→ **TASKS TO COMPLETE**
(A) Copy the part of the 1918 Indiana Hoosiers football article from "- Conference: Big" to "All-Big Ten honors.".
(B) In the 1918 Indiana Hoosiers football article, how large was the crowd at the game against DePauw?

→ **READING PASSAGE**
⁂

- Conference: Big Ten Conference
- Record: 2–2 (0–0 Big Ten)
- Head coach: Ewald O. Stiehm (3rd season);
- Captain: Russell Julius
- Home stadium: Jordan Field

= 1918 Indiana Hoosiers football team =

American college football season

The 1918 Indiana Hoosiers football team was an American football team that represented Indiana University during the 1918 Big Ten Conference football season. In their third season under head coach Ewald O. Stiehm, the Hoosiers compiled a 2–2 record and played no games against Big Ten Conference teams. No Indiana players received either All-American or All-Big Ten honors.

==Schedule==

| Date | Opponent | Site | Result |
| October 5 | Kentucky* | Jordan Field; Bloomington, IN (rivalry); | L 7–24 |
| November 2 | vs. Camp Zachary Taylor* | Washington Park; Indianapolis, IN; | L 3–7 |
| November 9 | Camp Harrison* | Jordan Field; Bloomington, IN; | W 41–0 |
| November 16 | DePauw | Jordan Field; Bloomington, IN; | W 13–0 |
*Non-conference game;

==Game summaries==
On October 5, 1918, Indiana's S.A.T.C. team lost to Kentucky, 24–7, in Bloomington, Indiana. Kentucky's coach, Andrew Gill, was an Indiana alumnus.

Indiana's game against Wabash, scheduled for October 12, was canceled due to the 1918 flu pandemic.

On November 2, 1918, Indiana lost to Camp Zachary Taylor, 7–3, at Washington Park in Indianapolis. The Camp Taylor team was made up of former college stars who were then serving in the Army.

On November 9, 1918, Indiana defeated the team from Fort Benjamin Harrison, 41–0, in Bloomington, Indiana. Indiana allowed only two first downs in the game.

On November 16, 1918, Indiana defeated DePauw, 13–0, before a crowd of 3,000 at Jordan Field in Bloomington, Indiana.

On November 25, 1918, Coach Stiehm sent a telegram instructing players to hand in their equipment. The season was ended early because of the pandemic.

⁂

→ **DATASET EXCERPTS**
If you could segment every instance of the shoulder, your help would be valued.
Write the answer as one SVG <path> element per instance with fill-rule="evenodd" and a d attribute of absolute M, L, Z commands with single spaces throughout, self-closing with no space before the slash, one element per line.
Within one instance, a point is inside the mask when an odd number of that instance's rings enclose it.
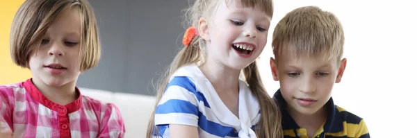
<path fill-rule="evenodd" d="M 347 111 L 346 110 L 336 105 L 336 108 L 338 110 L 341 117 L 343 121 L 346 121 L 346 123 L 350 124 L 359 124 L 359 123 L 363 120 L 359 116 Z"/>
<path fill-rule="evenodd" d="M 336 105 L 336 107 L 343 121 L 345 131 L 355 132 L 348 134 L 354 134 L 354 137 L 369 137 L 368 127 L 363 119 L 339 106 Z"/>
<path fill-rule="evenodd" d="M 26 89 L 23 86 L 23 83 L 0 85 L 0 96 L 8 99 L 7 97 L 15 97 L 16 94 L 23 94 Z"/>

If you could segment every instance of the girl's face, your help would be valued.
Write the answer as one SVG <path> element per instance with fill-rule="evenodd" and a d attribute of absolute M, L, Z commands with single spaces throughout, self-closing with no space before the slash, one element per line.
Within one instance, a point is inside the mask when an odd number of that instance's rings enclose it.
<path fill-rule="evenodd" d="M 29 59 L 33 81 L 59 87 L 76 82 L 80 71 L 80 14 L 71 9 L 57 19 Z"/>
<path fill-rule="evenodd" d="M 267 42 L 271 17 L 259 6 L 243 7 L 238 1 L 220 2 L 208 24 L 207 62 L 242 69 L 259 56 Z M 211 60 L 211 61 L 210 61 Z"/>

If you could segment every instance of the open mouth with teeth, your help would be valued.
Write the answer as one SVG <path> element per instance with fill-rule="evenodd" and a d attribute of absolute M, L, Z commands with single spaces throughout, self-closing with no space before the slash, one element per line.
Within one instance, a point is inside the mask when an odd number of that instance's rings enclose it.
<path fill-rule="evenodd" d="M 45 67 L 55 69 L 65 69 L 67 68 L 60 67 L 60 66 L 46 66 Z"/>
<path fill-rule="evenodd" d="M 244 55 L 250 55 L 254 50 L 252 46 L 245 44 L 231 44 L 231 46 L 238 53 Z"/>

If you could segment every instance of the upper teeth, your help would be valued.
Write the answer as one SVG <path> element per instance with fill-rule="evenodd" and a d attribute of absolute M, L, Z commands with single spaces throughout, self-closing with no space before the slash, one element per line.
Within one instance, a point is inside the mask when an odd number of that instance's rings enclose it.
<path fill-rule="evenodd" d="M 245 49 L 245 50 L 252 51 L 254 49 L 253 46 L 252 46 L 251 45 L 248 45 L 248 44 L 236 44 L 234 45 L 239 49 Z"/>
<path fill-rule="evenodd" d="M 55 68 L 55 69 L 60 69 L 60 68 L 62 68 L 61 67 L 59 67 L 59 66 L 49 66 L 49 67 L 51 67 L 51 68 Z"/>

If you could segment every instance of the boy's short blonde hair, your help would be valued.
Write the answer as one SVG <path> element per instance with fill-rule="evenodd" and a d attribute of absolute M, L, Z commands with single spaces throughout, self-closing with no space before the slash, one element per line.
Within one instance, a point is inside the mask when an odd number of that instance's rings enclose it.
<path fill-rule="evenodd" d="M 336 16 L 316 6 L 302 7 L 287 13 L 272 36 L 275 58 L 283 53 L 327 60 L 343 53 L 345 37 Z"/>
<path fill-rule="evenodd" d="M 26 0 L 17 10 L 10 31 L 10 54 L 18 66 L 29 68 L 31 55 L 40 46 L 48 28 L 63 12 L 79 10 L 81 22 L 80 70 L 98 64 L 100 44 L 94 12 L 86 0 Z"/>

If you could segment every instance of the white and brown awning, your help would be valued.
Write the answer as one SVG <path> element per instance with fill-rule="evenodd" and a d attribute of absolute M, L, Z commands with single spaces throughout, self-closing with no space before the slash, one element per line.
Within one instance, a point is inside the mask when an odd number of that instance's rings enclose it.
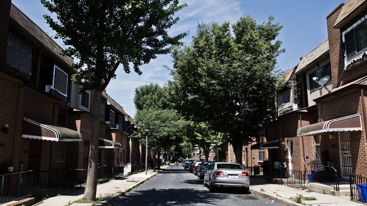
<path fill-rule="evenodd" d="M 263 142 L 260 144 L 256 144 L 251 146 L 251 150 L 261 150 L 262 149 L 277 149 L 279 140 Z"/>
<path fill-rule="evenodd" d="M 81 141 L 81 135 L 76 131 L 41 124 L 28 118 L 24 119 L 22 137 L 56 141 Z"/>
<path fill-rule="evenodd" d="M 309 136 L 329 132 L 361 131 L 360 114 L 356 114 L 300 128 L 297 136 Z"/>
<path fill-rule="evenodd" d="M 121 144 L 118 142 L 99 137 L 99 148 L 119 149 L 121 147 Z"/>

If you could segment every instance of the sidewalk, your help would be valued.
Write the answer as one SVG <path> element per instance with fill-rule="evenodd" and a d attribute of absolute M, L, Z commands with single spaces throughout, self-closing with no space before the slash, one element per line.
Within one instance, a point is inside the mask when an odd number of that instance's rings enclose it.
<path fill-rule="evenodd" d="M 313 197 L 316 200 L 302 200 L 306 205 L 322 205 L 327 206 L 336 204 L 341 205 L 359 206 L 363 204 L 353 202 L 349 196 L 334 196 L 318 192 L 308 192 L 286 185 L 272 184 L 265 179 L 251 177 L 250 180 L 250 191 L 264 197 L 274 200 L 286 205 L 304 205 L 294 202 L 292 198 L 296 198 L 297 194 L 304 197 Z"/>
<path fill-rule="evenodd" d="M 102 197 L 103 200 L 95 205 L 106 205 L 112 200 L 118 198 L 124 192 L 129 191 L 167 168 L 161 168 L 161 170 L 156 170 L 155 172 L 150 170 L 147 172 L 146 176 L 144 171 L 124 178 L 113 180 L 97 185 L 97 197 Z M 306 205 L 328 206 L 338 204 L 361 206 L 363 205 L 351 201 L 350 197 L 348 196 L 334 196 L 318 192 L 309 192 L 286 185 L 271 183 L 268 182 L 265 179 L 258 177 L 251 177 L 250 185 L 250 190 L 251 193 L 255 193 L 285 205 L 301 206 L 305 204 Z M 84 193 L 84 189 L 82 188 L 66 194 L 49 198 L 34 205 L 65 206 L 69 203 L 83 198 Z M 313 201 L 302 200 L 302 203 L 304 204 L 297 203 L 292 199 L 296 198 L 298 195 L 302 195 L 304 197 L 315 197 L 316 199 Z M 90 206 L 92 203 L 73 203 L 70 205 Z"/>
<path fill-rule="evenodd" d="M 103 200 L 94 205 L 103 205 L 112 199 L 117 198 L 124 192 L 129 191 L 146 180 L 154 176 L 167 167 L 161 167 L 161 170 L 156 170 L 153 172 L 150 169 L 147 171 L 132 174 L 119 179 L 113 179 L 109 182 L 97 185 L 96 197 L 102 198 Z M 84 188 L 71 192 L 67 194 L 47 198 L 38 202 L 33 205 L 37 206 L 65 206 L 70 203 L 81 199 L 84 194 Z M 91 203 L 74 203 L 71 206 L 90 206 Z"/>

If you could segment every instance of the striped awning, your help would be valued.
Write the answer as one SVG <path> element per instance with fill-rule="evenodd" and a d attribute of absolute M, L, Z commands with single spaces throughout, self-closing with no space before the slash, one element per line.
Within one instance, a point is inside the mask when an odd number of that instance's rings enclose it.
<path fill-rule="evenodd" d="M 99 137 L 99 148 L 119 149 L 121 147 L 121 144 L 118 142 Z"/>
<path fill-rule="evenodd" d="M 275 140 L 260 144 L 256 144 L 251 146 L 251 150 L 261 150 L 262 149 L 277 149 L 278 146 L 278 140 Z"/>
<path fill-rule="evenodd" d="M 81 141 L 81 135 L 76 131 L 41 124 L 28 118 L 24 119 L 22 137 L 56 141 Z"/>
<path fill-rule="evenodd" d="M 297 136 L 309 136 L 329 132 L 361 131 L 360 114 L 356 114 L 300 128 Z"/>

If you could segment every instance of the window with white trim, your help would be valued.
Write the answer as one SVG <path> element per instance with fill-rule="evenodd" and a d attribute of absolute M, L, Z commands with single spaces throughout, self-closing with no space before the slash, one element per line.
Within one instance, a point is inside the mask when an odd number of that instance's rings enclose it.
<path fill-rule="evenodd" d="M 265 150 L 259 150 L 259 162 L 263 162 L 265 160 Z"/>

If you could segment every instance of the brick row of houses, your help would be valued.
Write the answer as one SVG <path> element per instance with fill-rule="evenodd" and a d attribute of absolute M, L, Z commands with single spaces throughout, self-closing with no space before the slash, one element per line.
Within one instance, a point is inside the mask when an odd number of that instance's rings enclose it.
<path fill-rule="evenodd" d="M 79 94 L 73 59 L 11 1 L 0 2 L 0 174 L 87 168 L 93 92 Z M 145 163 L 134 120 L 105 92 L 101 109 L 99 165 Z"/>
<path fill-rule="evenodd" d="M 244 166 L 268 159 L 270 172 L 280 165 L 309 171 L 319 160 L 339 178 L 367 177 L 367 1 L 349 0 L 330 12 L 328 39 L 282 77 L 279 117 L 243 146 Z M 235 161 L 230 143 L 221 148 Z"/>

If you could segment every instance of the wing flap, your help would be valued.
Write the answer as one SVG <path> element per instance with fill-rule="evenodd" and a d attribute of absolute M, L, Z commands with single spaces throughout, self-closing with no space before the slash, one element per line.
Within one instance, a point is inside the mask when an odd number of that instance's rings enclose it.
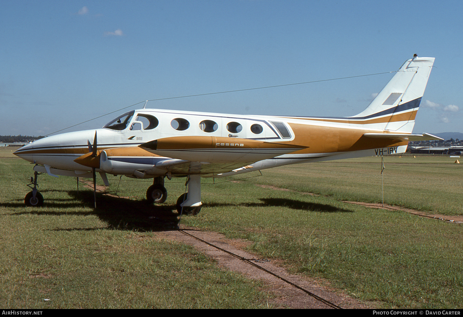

⁂

→ **ANSWER SECTION**
(A)
- Conference: Big Ten Conference
- Record: 2–2 (0–0 Big Ten)
- Head coach: Ewald O. Stiehm (3rd season);
- Captain: Russell Julius
- Home stadium: Jordan Field

= 1918 Indiana Hoosiers football team =

American college football season

The 1918 Indiana Hoosiers football team was an American football team that represented Indiana University during the 1918 Big Ten Conference football season. In their third season under head coach Ewald O. Stiehm, the Hoosiers compiled a 2–2 record and played no games against Big Ten Conference teams. No Indiana players received either All-American or All-Big Ten honors.

(B) 3,000